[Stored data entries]
○ ○ ○ ○ ○

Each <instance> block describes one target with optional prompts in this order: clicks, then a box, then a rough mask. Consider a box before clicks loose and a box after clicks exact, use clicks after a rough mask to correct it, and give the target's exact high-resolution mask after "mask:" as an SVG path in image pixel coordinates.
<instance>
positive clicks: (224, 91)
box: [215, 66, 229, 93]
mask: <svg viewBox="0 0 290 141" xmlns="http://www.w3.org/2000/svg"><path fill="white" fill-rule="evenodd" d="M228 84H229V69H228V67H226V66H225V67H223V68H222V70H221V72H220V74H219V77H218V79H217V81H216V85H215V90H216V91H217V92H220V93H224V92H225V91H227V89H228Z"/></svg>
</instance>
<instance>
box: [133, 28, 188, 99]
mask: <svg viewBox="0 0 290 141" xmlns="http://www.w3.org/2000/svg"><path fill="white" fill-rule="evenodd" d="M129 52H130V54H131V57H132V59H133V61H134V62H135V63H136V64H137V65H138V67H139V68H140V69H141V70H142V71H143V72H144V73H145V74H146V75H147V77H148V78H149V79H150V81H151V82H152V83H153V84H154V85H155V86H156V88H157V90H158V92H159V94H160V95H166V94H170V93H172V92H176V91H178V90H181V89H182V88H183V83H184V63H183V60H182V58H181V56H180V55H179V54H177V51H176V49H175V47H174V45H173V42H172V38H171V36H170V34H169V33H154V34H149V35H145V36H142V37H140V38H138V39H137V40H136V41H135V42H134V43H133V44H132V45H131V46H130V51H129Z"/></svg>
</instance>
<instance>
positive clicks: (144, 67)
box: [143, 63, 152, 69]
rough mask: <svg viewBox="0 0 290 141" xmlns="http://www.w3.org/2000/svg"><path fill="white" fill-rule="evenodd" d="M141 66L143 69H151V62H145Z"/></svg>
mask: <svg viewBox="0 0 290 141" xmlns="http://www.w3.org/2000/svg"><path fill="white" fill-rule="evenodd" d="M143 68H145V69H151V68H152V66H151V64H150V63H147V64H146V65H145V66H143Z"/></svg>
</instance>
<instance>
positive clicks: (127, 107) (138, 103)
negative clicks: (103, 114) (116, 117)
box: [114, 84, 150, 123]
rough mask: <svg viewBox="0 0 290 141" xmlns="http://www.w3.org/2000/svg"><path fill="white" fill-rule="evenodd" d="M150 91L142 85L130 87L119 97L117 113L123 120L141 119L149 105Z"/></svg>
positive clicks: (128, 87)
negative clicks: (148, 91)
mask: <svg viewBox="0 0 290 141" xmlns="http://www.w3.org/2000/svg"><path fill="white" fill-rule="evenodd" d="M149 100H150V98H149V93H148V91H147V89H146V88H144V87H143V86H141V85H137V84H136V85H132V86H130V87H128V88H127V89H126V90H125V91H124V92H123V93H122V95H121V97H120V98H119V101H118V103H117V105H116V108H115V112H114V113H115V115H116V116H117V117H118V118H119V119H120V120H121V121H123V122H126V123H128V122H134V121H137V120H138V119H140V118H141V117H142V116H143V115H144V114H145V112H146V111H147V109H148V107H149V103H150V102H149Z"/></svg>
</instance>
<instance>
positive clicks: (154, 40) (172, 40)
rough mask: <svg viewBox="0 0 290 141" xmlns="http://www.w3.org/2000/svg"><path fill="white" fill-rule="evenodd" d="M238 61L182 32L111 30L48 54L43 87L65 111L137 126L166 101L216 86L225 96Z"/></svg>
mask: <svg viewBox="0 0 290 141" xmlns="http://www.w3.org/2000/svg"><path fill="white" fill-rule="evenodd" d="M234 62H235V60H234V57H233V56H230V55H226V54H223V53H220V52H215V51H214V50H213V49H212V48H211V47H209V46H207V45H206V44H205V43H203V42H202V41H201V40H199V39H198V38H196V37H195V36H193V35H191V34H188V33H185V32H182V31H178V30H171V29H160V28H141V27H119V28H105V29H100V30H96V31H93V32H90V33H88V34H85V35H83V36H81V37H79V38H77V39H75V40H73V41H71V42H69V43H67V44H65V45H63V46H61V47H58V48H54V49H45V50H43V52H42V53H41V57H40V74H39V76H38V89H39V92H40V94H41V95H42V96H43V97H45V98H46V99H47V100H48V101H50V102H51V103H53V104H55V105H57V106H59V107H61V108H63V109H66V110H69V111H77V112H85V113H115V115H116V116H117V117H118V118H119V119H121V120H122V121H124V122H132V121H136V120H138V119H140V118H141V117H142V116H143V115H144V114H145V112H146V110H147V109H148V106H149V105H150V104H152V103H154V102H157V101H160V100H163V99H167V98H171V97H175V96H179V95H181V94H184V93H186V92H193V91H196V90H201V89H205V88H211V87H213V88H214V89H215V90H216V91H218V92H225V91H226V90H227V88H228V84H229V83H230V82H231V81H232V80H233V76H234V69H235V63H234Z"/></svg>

○ ○ ○ ○ ○

What is needed: How many of the lines above include the word "positive"? State that number and nothing else.

The completed task: 5